**課題 1**
後に示すリストから、文字列「bucket」を含む行をすべて書き出すこと。大文字と小文字は区別する。
**課題 2**
後に示す、利用者の話を聴くときの心得についての文章を、最後の文の続きから書き進めること。

━━━━━ 本文 ━━━━━

話の主人公は利用者となり、その人の世界を受け容れることが大事です。

否定しない
誰でもそうですが、張り切って話をしているところに否定する言葉、腰を折る発言が入ると話をする気が失せてしまいます。
決して否定的な発言はせずに、話しやすいように相づちを打ちましょう。
否定しないことで、話をしやすい雰囲気を作ってあげることです。
アドバイスしない
求められてもいないのに、解決策などのアドバイスをすることは相手を慮っているようで逆効果です。
大半の人は、話を聴いてほしいだけであることが、ほとんどです。
まして病気の話や家族の問題などは、人生の先輩に対してアドバイスできるようなことはないです。
求められてもいないアドバイスをしている時点で、あなた自身が自分を大きく見せようとしていることになります。

━━━━━ 提供データ ━━━━━

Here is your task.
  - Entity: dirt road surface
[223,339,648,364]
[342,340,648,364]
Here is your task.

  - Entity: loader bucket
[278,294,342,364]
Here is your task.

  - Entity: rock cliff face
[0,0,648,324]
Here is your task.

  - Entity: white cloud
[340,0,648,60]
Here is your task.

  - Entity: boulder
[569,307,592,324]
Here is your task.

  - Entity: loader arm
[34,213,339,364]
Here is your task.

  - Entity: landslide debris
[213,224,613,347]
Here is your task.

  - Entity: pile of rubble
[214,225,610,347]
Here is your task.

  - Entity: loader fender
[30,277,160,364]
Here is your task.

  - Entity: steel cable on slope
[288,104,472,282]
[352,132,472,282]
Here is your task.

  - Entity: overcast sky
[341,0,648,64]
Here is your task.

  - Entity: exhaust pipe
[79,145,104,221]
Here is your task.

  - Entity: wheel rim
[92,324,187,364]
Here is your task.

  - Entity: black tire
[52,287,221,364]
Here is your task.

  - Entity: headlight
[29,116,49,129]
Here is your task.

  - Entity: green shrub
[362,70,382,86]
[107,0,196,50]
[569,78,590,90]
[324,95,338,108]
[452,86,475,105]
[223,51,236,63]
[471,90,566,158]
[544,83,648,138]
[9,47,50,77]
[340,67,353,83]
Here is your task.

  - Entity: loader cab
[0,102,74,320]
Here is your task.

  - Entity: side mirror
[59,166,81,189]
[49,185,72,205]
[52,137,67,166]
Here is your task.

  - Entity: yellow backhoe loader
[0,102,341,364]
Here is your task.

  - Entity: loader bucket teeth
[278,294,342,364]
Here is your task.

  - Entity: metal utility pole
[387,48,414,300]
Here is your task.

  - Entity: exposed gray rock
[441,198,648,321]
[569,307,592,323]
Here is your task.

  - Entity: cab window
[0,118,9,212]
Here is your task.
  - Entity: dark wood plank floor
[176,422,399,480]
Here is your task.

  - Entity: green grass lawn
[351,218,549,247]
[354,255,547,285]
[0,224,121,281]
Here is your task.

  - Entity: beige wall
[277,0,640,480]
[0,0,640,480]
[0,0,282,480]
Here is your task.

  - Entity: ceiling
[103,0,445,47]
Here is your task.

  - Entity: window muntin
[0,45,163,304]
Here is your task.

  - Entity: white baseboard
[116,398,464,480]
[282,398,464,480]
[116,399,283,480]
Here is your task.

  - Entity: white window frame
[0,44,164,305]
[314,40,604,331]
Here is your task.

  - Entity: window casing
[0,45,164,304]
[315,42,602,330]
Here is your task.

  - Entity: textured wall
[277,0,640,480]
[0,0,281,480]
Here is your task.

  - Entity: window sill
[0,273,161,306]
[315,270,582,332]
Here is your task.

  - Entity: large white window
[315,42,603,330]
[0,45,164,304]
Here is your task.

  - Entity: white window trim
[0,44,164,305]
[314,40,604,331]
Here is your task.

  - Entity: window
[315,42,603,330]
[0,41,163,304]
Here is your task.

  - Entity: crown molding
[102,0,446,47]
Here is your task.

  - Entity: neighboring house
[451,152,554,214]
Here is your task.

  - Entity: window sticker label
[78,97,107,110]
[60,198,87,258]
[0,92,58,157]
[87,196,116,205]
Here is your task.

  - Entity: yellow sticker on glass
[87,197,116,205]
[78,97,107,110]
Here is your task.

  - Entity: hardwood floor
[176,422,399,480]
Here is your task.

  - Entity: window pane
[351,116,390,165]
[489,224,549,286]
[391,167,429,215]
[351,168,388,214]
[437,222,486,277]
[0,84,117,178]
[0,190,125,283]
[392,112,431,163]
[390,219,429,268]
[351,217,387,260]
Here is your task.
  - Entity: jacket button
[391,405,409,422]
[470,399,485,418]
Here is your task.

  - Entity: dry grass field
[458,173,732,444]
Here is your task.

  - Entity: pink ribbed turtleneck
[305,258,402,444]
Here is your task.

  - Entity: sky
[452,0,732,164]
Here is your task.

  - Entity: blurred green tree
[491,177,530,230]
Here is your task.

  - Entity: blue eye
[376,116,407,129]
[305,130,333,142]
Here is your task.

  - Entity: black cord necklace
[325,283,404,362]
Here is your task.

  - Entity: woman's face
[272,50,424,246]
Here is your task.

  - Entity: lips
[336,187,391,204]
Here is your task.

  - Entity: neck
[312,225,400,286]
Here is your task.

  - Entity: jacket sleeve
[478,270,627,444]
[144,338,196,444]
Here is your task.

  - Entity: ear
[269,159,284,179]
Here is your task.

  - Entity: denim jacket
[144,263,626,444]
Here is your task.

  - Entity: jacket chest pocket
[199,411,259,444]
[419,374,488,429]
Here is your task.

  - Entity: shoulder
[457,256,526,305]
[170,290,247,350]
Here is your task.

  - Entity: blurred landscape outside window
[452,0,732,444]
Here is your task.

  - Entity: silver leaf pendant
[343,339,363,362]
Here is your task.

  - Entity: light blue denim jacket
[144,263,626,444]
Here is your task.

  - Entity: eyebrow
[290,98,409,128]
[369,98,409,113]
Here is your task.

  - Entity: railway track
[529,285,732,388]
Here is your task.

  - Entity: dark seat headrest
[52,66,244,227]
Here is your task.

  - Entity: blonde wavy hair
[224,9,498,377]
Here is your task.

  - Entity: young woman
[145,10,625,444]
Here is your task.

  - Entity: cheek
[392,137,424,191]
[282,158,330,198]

━━━━━

**正解 1**
  - Entity: loader bucket
  - Entity: loader bucket teeth

**正解 2**
相手が何かを話しているときは、まず話したいことを全て話せるような相づちを添えましょう。
自分の価値観は置いておく
どんなに共感できない話でも、まずは受け容れましょう。
例えば、あなたが好きなものを頭から否定されてしまったらどうですか?
自分を否定された気になって、それ以上その人と関わりたくなくなってしまいませんか?
無理に共感する必要はないですが、まずは相手の話を理解することに徹しましょう。
間違っても「論破」などはしないでください。
必要のない怨恨を生んでしまうことにもなります。
共感するときは本当に共感できた時だけ
話を理解するように言いましたが、無理に共感する必要はありません。
本当に共感できることを見つけたときに、心から共感してあげてください。
全くその気がないのに、共感したふりをしても相手には見透かされてしまいます。
お互いに共感できることがあった時に、距離が縮まったり信頼関係が生まれたりします。
政治・宗教・戦争の話はできるだけ避ける
この手の話は本当に個人の価値観が色濃くなる内容なので、できる限り避けましょう。
時にはご利用者同士でケンカに発展することもあるくらい、デリケートな内容です。
うまくコントロールできるようであれば、別の話題に切り替えることを勧めます。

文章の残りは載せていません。